*Okuma metni*
━━━━━━━━━━━━━━━━━━━━━━━━━━━━━━

Misalen Warner Bros yapımı Taz-Mania çizgi filminde Avustralya faunasının en önemli hayvanları olan tazmanya canavarı, kanguru, koala, dingo ve ornitorenkler yer almaktadır.
Bugünün en mühim işi kendi medeniyet tasavvurumuzun standartlarını oluşturmamızdır. Bunu şehircilikte, sinemada, medyada, aklımıza gelebilecek her yerde oluşturmak zorundayız. Kültür tasavvurumuzda bir sıkıntı var. Kültür el sanatlarından, halk oyunlarından ibaret değildir. Kültür geleneksel olandan ibaret değildir. Daha çok gelecekle, nasıl olmak istediğimizle ilgilidir. Aksi durumda ölü bir kültürden söz ediyoruzdur.
Noel görkemli bir kutlamadır. Noel baba, geyikler, süslü çam ağaçları, hediyeler küçük çocukları karlarla kaplı büyülü bir masal ülkesine götürür. Noel bu “görkem farkını” sürdürdüğü için milyar dolarlarla ifade edilen bir sektör haline gelmiştir. Her kültür alanının zayıf ve güçlü noktaları olması doğaldır ve güçlü olan zayıf olanı dönüştürür. Bu bağlamda öncelik Türkiye'deki dini ve milli bayramlarla ilgili kutlama kültürünün geliştirilmesi olmalıdır. Nasreddin Hocanın eşeği Noel Babanın geyikleriyle yarıştırılmalıdır.

━━━━━━━━━━━━━━━━━━━━━━━━━━━━━━

Bir veri kaynağından kayıtlar:
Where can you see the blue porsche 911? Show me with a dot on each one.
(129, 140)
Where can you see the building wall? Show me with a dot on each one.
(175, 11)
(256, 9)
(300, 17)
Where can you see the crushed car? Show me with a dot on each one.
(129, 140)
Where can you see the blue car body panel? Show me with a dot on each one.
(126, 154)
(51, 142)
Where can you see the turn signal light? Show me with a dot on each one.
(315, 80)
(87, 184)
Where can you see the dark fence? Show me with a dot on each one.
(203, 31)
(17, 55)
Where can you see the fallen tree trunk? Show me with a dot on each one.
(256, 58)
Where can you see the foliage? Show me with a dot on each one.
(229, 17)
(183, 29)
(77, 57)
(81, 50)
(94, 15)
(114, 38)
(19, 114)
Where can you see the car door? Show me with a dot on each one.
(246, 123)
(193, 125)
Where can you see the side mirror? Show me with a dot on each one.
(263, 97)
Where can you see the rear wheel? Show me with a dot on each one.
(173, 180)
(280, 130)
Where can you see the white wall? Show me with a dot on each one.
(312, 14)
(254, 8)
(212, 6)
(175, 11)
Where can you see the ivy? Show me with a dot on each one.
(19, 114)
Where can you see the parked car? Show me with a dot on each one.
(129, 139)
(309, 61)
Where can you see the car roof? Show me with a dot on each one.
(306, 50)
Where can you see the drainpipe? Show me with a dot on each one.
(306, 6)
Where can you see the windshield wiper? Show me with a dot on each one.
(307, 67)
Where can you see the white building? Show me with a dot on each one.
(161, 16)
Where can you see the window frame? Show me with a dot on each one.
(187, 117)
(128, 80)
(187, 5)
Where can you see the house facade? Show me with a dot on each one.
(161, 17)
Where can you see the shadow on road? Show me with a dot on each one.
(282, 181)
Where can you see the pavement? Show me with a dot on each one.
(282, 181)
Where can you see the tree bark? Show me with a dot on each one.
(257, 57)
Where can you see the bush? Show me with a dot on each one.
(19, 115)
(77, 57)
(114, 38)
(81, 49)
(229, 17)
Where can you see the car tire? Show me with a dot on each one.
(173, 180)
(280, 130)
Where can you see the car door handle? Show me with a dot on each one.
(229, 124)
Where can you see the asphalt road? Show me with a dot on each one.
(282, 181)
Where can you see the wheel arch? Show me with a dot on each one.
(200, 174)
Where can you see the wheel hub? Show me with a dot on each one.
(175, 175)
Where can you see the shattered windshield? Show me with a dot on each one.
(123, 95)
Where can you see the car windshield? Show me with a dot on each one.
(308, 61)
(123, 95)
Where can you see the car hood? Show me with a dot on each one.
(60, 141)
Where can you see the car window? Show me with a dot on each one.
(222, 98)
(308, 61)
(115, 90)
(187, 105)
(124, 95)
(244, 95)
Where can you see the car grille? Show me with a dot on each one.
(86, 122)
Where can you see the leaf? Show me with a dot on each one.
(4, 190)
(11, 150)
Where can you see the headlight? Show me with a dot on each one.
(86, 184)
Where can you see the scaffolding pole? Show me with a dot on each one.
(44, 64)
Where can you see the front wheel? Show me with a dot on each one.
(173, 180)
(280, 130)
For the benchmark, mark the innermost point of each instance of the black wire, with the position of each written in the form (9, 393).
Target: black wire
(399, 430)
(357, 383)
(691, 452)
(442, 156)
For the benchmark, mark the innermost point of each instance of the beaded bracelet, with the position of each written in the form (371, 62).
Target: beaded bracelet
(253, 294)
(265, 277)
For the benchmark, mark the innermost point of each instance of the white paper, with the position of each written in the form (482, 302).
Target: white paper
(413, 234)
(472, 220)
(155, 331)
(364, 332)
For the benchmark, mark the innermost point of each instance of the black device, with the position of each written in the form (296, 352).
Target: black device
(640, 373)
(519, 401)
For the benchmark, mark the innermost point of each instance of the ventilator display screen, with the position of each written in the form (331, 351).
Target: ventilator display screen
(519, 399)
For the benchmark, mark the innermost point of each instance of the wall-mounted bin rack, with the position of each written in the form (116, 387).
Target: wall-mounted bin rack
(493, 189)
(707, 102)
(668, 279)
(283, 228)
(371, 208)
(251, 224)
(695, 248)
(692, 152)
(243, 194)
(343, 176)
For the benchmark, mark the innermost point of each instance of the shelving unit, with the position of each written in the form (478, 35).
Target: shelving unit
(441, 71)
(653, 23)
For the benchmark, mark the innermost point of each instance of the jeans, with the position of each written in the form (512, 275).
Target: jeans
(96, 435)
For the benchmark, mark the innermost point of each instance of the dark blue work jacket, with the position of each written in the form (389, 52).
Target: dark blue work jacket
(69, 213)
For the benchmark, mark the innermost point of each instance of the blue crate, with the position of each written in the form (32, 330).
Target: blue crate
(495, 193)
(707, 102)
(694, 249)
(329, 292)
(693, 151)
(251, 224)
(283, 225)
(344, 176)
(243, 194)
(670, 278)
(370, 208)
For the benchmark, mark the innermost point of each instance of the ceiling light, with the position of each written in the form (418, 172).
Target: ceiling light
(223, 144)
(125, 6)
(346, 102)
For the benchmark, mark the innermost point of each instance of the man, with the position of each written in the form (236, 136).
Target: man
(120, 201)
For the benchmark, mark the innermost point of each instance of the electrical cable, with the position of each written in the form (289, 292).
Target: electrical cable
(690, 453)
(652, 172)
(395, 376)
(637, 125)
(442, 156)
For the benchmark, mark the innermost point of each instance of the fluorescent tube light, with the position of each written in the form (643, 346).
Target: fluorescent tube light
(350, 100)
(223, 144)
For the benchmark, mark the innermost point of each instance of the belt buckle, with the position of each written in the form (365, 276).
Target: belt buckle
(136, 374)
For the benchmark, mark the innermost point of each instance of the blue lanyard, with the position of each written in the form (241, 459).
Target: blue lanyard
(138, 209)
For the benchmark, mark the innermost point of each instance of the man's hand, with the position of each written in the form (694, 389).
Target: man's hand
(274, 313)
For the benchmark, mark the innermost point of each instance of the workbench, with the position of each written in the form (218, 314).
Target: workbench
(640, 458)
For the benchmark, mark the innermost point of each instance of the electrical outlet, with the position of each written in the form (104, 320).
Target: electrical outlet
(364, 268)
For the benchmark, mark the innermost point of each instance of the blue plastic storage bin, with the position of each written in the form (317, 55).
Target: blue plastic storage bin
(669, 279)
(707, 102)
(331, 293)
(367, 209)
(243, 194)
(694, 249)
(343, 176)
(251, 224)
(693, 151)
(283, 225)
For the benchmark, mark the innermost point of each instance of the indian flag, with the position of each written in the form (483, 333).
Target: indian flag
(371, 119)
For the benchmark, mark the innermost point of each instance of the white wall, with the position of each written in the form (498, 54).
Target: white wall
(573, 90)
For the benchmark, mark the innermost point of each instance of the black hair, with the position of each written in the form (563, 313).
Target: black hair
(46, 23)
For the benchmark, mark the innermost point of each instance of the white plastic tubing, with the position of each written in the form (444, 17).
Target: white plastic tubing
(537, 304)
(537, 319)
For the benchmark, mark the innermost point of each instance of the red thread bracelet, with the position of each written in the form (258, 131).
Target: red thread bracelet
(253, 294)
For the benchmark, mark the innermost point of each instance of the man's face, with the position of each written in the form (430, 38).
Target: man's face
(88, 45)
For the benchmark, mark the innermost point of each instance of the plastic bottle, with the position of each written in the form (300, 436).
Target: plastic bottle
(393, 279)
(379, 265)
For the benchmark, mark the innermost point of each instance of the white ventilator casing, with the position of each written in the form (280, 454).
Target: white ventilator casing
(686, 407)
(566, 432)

━━━━━━━━━━━━━━━━━━━━━━━━━━━━━━

*Kısa alıştırma 1*
Kayıtlarda "form (563, 313)." geçen satırdan başlayıp kayıtların sonuna kadar olan satırları yeniden yaz, ancak "plastic bottle" ifadesini "glass bottle" olarak değiştir. Geri kalan her şey olduğu gibi kalsın.
*Kısa alıştırma 2*
Kültür ve bayram kutlamaları üzerine yazılmış metni kaldığı yerden devam ettir.
Metinle kayıtlar arasında hiçbir bağ yok.

*Yanıt 1*
For the benchmark, mark the innermost point of each instance of the black hair, with the position of each written in the form (563, 313).
Target: black hair
(46, 23)
For the benchmark, mark the innermost point of each instance of the white plastic tubing, with the position of each written in the form (444, 17).
Target: white plastic tubing
(537, 304)
(537, 319)
For the benchmark, mark the innermost point of each instance of the red thread bracelet, with the position of each written in the form (258, 131).
Target: red thread bracelet
(253, 294)
For the benchmark, mark the innermost point of each instance of the man's face, with the position of each written in the form (430, 38).
Target: man's face
(88, 45)
For the benchmark, mark the innermost point of each instance of the glass bottle, with the position of each written in the form (300, 436).
Target: glass bottle
(393, 279)
(379, 265)
For the benchmark, mark the innermost point of each instance of the white ventilator casing, with the position of each written in the form (280, 454).
Target: white ventilator casing
(686, 407)
(566, 432)

*Yanıt 2*
Bakın bu kutlamalar, festivaller çok mühimdir. Antalya’da önceki yıllarda Almanların meşhur Oktoberfest bira festivalininin benzeri düzenlendi. Halbuki onun kadar meşhur olabilecek, dünyanın en büyük festivalleri arasına girebilecek bir Türkiye etkinliği geliştirmemiz gerekirdi. Sen dünyanın önde gelen ülkelerinden biriysen orijinal olmak zorundasın.
Misalen her yıl Dünya Ekonomik Forumu toplantıları Davos’ta yapılmaktadır. Her yıl İstanbul’da veya başka bir şehrimizde küresel öneme sahip yıllık bir organizasyon yapılması düşünülebilir.
Misalen Warner Bros yapımı Taz-Mania çizgi filminde Avustralya faunasının en önemli hayvanları olan tazmanya canavarı, kanguru, koala, dingo ve ornitorenkler yer almaktadır. Hediyelik eşya sektöründe de benzeri bir farkındalıktan bahsedebileceğimiz Avustralya, turizm alanında faunasını en etkili şekilde kullanan bir ülkedir. Türkiye fauna olarak büyük bir zenginliğe sahipken bunu değerlendirmek gerekir.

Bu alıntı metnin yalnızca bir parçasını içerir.